**WORK REQUIRED**. Start at the line with "the green shrub" in the records below, stop at the line with "of the blue", and return every line in that span exactly, the two end lines included.
[Opening ENTRIES PROVIDED section]
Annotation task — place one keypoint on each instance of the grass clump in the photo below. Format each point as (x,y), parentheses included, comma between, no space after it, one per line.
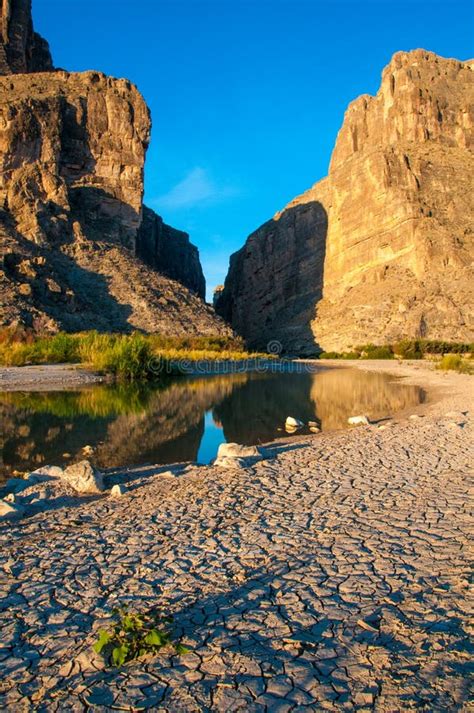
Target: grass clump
(128,357)
(455,362)
(403,349)
(135,634)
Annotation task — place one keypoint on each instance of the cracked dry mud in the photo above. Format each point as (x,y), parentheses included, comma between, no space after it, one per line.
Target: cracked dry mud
(331,576)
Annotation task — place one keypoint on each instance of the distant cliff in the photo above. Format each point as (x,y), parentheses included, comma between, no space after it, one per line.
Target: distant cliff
(21,49)
(382,248)
(78,250)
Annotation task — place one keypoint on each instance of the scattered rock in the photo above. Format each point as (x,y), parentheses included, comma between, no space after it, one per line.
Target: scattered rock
(45,473)
(358,421)
(293,422)
(232,463)
(235,450)
(167,474)
(16,485)
(10,511)
(118,490)
(84,478)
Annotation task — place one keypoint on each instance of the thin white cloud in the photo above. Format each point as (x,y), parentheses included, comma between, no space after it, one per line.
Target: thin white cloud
(197,187)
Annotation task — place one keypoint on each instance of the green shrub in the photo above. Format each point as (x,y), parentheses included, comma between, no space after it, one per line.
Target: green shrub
(408,349)
(339,355)
(454,362)
(135,634)
(373,351)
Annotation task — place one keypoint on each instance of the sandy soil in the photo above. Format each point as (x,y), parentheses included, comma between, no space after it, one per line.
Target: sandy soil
(332,575)
(46,377)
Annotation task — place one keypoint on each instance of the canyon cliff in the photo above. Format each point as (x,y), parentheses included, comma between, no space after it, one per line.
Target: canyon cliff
(382,248)
(78,249)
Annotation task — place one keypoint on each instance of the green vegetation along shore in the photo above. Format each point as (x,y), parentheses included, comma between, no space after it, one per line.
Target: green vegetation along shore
(129,357)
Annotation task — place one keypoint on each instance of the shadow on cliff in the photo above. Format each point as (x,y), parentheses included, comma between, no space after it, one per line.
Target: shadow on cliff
(276,281)
(76,297)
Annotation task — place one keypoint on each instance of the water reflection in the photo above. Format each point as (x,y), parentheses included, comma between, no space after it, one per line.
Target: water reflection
(187,418)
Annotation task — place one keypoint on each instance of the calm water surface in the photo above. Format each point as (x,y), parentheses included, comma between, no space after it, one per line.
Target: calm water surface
(187,419)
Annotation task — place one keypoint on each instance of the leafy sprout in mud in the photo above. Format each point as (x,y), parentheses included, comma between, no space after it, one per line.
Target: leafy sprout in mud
(135,634)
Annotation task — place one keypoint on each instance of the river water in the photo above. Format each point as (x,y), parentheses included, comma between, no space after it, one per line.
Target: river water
(186,419)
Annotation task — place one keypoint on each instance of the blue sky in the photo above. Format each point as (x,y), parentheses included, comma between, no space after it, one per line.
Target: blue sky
(247,96)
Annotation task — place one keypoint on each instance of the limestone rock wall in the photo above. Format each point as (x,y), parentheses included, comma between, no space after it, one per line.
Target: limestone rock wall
(170,251)
(396,259)
(72,153)
(78,250)
(21,49)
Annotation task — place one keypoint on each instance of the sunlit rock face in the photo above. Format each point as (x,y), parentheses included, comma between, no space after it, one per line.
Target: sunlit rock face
(78,250)
(395,257)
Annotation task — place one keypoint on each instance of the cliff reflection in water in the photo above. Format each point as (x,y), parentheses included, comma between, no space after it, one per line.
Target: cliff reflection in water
(143,424)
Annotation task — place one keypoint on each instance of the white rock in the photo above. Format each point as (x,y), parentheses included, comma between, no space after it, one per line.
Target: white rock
(167,474)
(235,450)
(358,421)
(293,422)
(45,473)
(9,511)
(456,415)
(232,463)
(16,485)
(84,478)
(118,490)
[Closing ENTRIES PROVIDED section]
**WRITTEN REPLY**.
Annotation task — place one keypoint on each instance of the green shrub in the photo above. Format each point as (x,y), parentheses included, comma between, no space after it, one per line.
Target: green shrub
(408,349)
(339,355)
(454,362)
(135,634)
(373,351)
Annotation task — place one keypoint on each instance of the sandy soil in the photo above. Format each point as (x,y), parentheses included, comma between, no space after it, one per line.
Target: sandy soil
(332,575)
(46,377)
Annotation task — place one keypoint on each instance of the canyon cliff in the photo above. Format each point as (x,y), parentheses included, comma between, no space after it, one per line.
Target: canyon cliff
(382,248)
(78,249)
Annotation task — place one keypoint on each instance of the green vegetation along shore in the photo above. Format each point as (x,y), parentheses included, comma between, no space after it, one per line.
Target: green vegetation along shore
(129,357)
Annotation task — place one keypoint on each instance of the shadow on cliff in the photo above. Format each point as (x,y), parentheses included, comma between, no space after it, one per line.
Target: shadow on cliff
(276,281)
(76,297)
Annotation task — place one keypoint on each instance of the water reflection in the photo above. Format each point as (x,y), parentheses included, comma between, no space after it, one per line.
Target: water reflection
(187,418)
Annotation task — place one keypoint on each instance of the calm water surface in the photo above. Format each point as (x,y), parentheses included, comma between, no space after it, one per line.
Target: calm water surface
(187,419)
Annotation task — place one keypoint on each instance of the leafy sprout in mud in the photo above. Format each point as (x,y), parentheses included, comma between, no space after it, one per line.
Target: leafy sprout in mud
(135,634)
Annotation task — place one keypoint on each instance of the river water in the photo above. Format each point as (x,y), parentheses included, comma between, no space after it, one per line.
Target: river water
(186,419)
Annotation task — place one keypoint on each instance of the blue sky in the photo above. Format each point as (x,y), parentheses included, comma between, no space after it, one per line.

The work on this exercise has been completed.